■ What this exercise asks
(a) According to the applesauce post, what does the mom run the cooked apples through to get a smooth texture?
(b) From the applesauce post, reproduce word for word the passage that opens with the words containing "For this month’s" and closes with "table in 2013.".

■ Text excerpt
********

My mom makes the best brisket in the world. She makes the best latkes. AND, she makes the best applesauce. My boys call my mom’s applesauce, Bubbe Sauce. (Bubbe is a term of endearment for a Jewish grandmother.) Her secret to applesauce success, other than the intuitive cooking that allows her to add a dash of this and a pinch of that with stunning success, is the smooth, lump-free texture. My dad, you see, won’t eat food if it’s lumpy. Yes, my mom is not just a great cook … she’s a saint.
To get the perfect consistency for her applesauce, my mom doesn’t mash nor does she puree. Instead, she runs the cooked apples — peel, seeds, and all — through an Italian Tomato Press that she bought at Williams-Sonoma ($39.95). I too am now the proud new owner of said device.
For this month’s Recipe Redux, nutrition bloggers from across the web are sharing their favorite kitchen gadgets … and recipes to go with them. For the challenge, I chose the Italian Tomato Press, which I’m now calling my Handy-Dandy Applesauce Maker, and a recipe for Bubbie’s Applesauce. I hope the gadget roundup offers inspiration as you shop for last-minute holiday gifts or look to stock your kitchen with tools that bring better health and more nutrient-rich cooking to your family’s table in 2013.

********

■ Given information

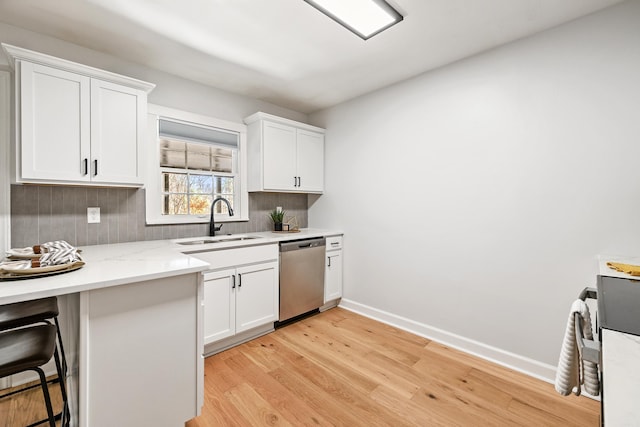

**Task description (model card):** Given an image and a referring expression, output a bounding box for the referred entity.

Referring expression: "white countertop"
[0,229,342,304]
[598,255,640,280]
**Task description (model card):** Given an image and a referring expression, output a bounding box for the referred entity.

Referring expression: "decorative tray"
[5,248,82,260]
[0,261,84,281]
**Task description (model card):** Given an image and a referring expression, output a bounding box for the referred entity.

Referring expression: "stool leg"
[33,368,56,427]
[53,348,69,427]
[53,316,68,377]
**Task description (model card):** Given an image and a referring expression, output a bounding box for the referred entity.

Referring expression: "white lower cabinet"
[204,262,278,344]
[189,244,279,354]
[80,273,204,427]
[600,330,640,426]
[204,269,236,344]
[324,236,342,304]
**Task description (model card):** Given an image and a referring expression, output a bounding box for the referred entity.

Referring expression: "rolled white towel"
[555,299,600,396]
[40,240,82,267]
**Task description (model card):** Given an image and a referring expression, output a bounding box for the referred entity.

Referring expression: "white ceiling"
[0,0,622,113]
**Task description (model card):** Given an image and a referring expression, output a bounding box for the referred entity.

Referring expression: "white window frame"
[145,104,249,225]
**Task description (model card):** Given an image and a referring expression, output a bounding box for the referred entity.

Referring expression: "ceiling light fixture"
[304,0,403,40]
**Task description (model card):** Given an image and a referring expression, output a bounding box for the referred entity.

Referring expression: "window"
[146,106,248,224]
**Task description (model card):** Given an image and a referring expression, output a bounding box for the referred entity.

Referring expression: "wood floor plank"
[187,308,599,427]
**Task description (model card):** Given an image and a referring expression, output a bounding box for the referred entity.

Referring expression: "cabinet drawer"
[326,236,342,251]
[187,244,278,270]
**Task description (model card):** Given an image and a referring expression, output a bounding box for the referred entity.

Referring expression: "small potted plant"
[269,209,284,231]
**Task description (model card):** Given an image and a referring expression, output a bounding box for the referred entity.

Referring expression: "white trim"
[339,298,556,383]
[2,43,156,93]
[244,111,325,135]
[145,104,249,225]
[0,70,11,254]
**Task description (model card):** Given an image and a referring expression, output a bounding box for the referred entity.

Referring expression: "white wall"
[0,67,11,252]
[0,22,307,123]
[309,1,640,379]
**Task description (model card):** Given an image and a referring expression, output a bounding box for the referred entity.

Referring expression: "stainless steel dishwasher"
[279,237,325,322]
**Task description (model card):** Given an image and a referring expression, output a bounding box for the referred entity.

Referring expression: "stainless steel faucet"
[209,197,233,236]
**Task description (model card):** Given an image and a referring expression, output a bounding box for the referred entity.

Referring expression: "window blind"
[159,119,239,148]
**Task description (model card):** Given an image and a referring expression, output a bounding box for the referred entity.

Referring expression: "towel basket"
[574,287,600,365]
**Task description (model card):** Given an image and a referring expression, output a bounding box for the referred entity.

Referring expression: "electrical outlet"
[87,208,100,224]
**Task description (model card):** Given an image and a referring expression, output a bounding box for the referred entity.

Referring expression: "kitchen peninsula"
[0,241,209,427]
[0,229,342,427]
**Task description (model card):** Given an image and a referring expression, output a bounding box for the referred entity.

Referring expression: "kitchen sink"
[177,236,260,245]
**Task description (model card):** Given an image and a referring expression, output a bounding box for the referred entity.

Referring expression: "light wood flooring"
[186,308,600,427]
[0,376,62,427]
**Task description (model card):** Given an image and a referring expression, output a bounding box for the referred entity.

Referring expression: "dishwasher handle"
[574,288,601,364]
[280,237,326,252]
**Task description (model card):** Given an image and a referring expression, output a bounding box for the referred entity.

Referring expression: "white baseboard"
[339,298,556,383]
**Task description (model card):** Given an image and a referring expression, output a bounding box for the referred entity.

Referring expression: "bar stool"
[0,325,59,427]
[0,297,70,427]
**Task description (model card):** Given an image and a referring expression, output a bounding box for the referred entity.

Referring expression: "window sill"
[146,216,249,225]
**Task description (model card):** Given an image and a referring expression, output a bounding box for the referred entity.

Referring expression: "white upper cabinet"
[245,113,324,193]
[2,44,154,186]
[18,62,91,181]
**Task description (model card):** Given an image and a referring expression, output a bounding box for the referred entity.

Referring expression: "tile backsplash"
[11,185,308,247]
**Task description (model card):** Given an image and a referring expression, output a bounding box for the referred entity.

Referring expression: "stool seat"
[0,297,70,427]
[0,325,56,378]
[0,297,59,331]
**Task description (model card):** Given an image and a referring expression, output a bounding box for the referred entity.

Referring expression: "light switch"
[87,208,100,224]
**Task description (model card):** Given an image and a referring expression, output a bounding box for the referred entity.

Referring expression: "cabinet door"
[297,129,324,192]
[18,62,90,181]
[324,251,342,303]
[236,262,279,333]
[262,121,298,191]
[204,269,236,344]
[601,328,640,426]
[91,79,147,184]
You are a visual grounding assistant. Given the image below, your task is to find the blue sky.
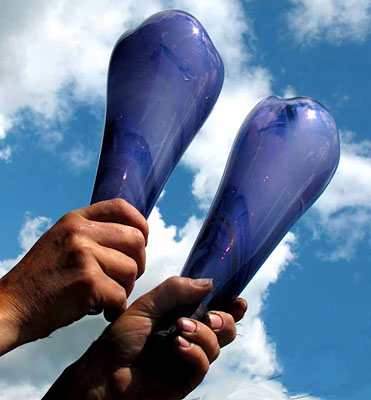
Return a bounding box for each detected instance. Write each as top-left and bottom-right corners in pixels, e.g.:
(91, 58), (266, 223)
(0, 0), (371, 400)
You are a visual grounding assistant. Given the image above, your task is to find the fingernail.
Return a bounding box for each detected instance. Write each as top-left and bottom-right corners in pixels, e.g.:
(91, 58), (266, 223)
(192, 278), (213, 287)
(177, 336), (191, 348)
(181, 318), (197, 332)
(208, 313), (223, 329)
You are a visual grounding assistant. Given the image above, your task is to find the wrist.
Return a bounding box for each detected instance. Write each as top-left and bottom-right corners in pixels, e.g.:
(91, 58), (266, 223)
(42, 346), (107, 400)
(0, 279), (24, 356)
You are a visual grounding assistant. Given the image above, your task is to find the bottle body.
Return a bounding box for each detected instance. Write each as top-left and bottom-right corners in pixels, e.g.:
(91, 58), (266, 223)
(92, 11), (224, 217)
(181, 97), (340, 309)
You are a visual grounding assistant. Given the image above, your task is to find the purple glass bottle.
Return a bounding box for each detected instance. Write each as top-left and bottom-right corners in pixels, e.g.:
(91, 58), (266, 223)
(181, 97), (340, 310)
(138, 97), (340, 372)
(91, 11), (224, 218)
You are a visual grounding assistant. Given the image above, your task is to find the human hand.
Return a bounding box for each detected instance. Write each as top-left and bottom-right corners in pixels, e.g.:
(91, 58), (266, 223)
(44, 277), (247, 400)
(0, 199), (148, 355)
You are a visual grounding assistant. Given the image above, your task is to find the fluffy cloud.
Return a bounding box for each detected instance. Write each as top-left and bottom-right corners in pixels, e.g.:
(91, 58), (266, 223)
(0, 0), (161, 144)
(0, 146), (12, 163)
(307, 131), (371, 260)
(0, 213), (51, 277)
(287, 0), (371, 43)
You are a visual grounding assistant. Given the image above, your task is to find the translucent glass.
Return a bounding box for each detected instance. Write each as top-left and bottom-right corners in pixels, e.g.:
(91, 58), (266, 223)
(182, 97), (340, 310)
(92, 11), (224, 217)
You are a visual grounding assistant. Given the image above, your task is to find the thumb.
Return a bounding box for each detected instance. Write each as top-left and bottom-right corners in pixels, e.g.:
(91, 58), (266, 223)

********

■ Results for the exercise
(a) An Italian Tomato Press that she bought at Williams-Sonoma.

(b)
For this month’s Recipe Redux, nutrition bloggers from across the web are sharing their favorite kitchen gadgets … and recipes to go with them. For the challenge, I chose the Italian Tomato Press, which I’m now calling my Handy-Dandy Applesauce Maker, and a recipe for Bubbie’s Applesauce. I hope the gadget roundup offers inspiration as you shop for last-minute holiday gifts or look to stock your kitchen with tools that bring better health and more nutrient-rich cooking to your family’s table in 2013.